THE TASKS:
1 - Decide whether each statement agrees with the post about the Riverside Human Relations Commission. Answer yes or no for each, and quote the words of the post that settle it.
(a) DeLaRosa said Riverside police have called immigration authorities throughout his three decades with the department.
(b) City Manager Brad Hudson sent the commission a written reply to its letter.
(c) The Community Police Review Commission will meet twice this month.
2 - According to the post about the Riverside Human Relations Commission, who runs Rapid Response Network, and where is that person from?
3 - Extend the post about the Riverside Human Relations Commission with new writing that starts right after its final sentence.

EXCERPT TO READ:
## begin
Thursday, May 21, 2009

Election 2009: Doug Jacobs, no; Global Port, yes!

The Riverside Human Relations Commission, one of the city's boards and commissions not currently being micromanaged by City Hal met last night and decided it would investigate allegations of racial profiling by the U.S. Border Patrol.


(excerpt, Press Enterprise)



The move came after Assistant Police Chief John DeLaRosa told the commission that police officers sometimes call one of the two agencies when they believe a suspect may be an illegal immigrant. DeLaRosa said such queries occur even during stops for minor traffic infractions.

DeLaRosa declined to say what prompts officers to call federal authorities. He denied that police single out Latinos.

Commissioner Gilberto Esquivel said he was frustrated by what he called DeLaRosa's vague answers. Police should not be calling immigration authorities, he said.

"That is a federal issue," Esquivel said. "It has nothing to do with local law enforcement."

DeLaRosa said police have been calling immigration authorities for the three decades that he has been with Riverside police.

But Jennaya Dulap, of Romoland, who runs Rapid Response Network, a hotline that monitors immigration-related actions in the Inland area, said that in the past several months there has been a spike in calls from Riverside residents who report cooperation between police and immigration authorities.



It's interesting to see the commission take on an active role on an issue given that for the past few years, it's been operating below nearly everyone's radar including those at City Hall. Not that this commission hasn't had its share of travails. Several years ago, it was staffed by a director and two staff members. However, its decision to write a letter to City Manager Brad Hudson questioning him about the ethnic and racial breakdown of City Hall's management employees may have been an ill-fated one. It never received any response to that letter, at least not a written one but it did wind up losing two staff members before being transferred from the city manager's office to that of Mayor Ron Loveridge.

It didn't fare much better there even with a new director who tried to accomplish many things. Instead, she was one of the first full-time employees to be laid off due to budget cuts. It will be interesting to see what the Human Relations Commission does with its investigation into this issue because it's been a while since it's operated in this capacity. At least it can perform this function unlike the Community Police Review Commission which has pretty much been gutted of the ability to any of its charter-mandated responsibilities. In fact, since the new leadership came in, it's hardly met in public at all. It will only meet once this month. And don't be surprised if you see very little public action or meetings from this commission until autumn.
## end
DATA SEGMENT:
## begin
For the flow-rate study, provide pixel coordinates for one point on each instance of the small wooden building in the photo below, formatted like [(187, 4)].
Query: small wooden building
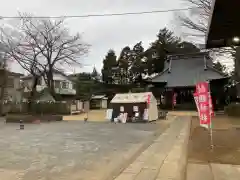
## end
THE RESULTS:
1 -
(a) Yes: "DeLaRosa said police have been calling immigration authorities for the three decades that he has been with Riverside police."
(b) No: "It never received any response to that letter, at least not a written one"
(c) No: "It will only meet once this month."

2 - Jennaya Dulap, of Romoland.

3 -
It only exists at this point in some form because the city charter states that it has to exist.




An interesting mailer has been sent out by the Paul Davis camp as part of his bid to win the Ward Four city council seat from incumbent Frank Schiavone. It tells "the truth about DHL" according to its title on the front page which shows that text next to a picture of the yellow Boing 767 aircraft.

The second page has in bold print, "But Frank Schiavone brought DHL to Riverside" and then alongside a picture of him has the story about his voting record on the issue of bringing DHL to Riverside including while he served as chair of the March Joint Powers Commission. Schiavone defended his votes by claiming that despite receiving the information ahead of time (much as he does as an elected official), he didn't know what was going on including the use of the much older and nosier aircraft known as the DC-9. DHL wound up flying a batch of DC-9 flights every morning beginning around 3 a.m. over the Orangecrest and Mission Grove neighborhoods.


"We need leaders who can predict the consequences of their own actions," The Press Enterprise stated in an editorial on Aug. 17, 2007.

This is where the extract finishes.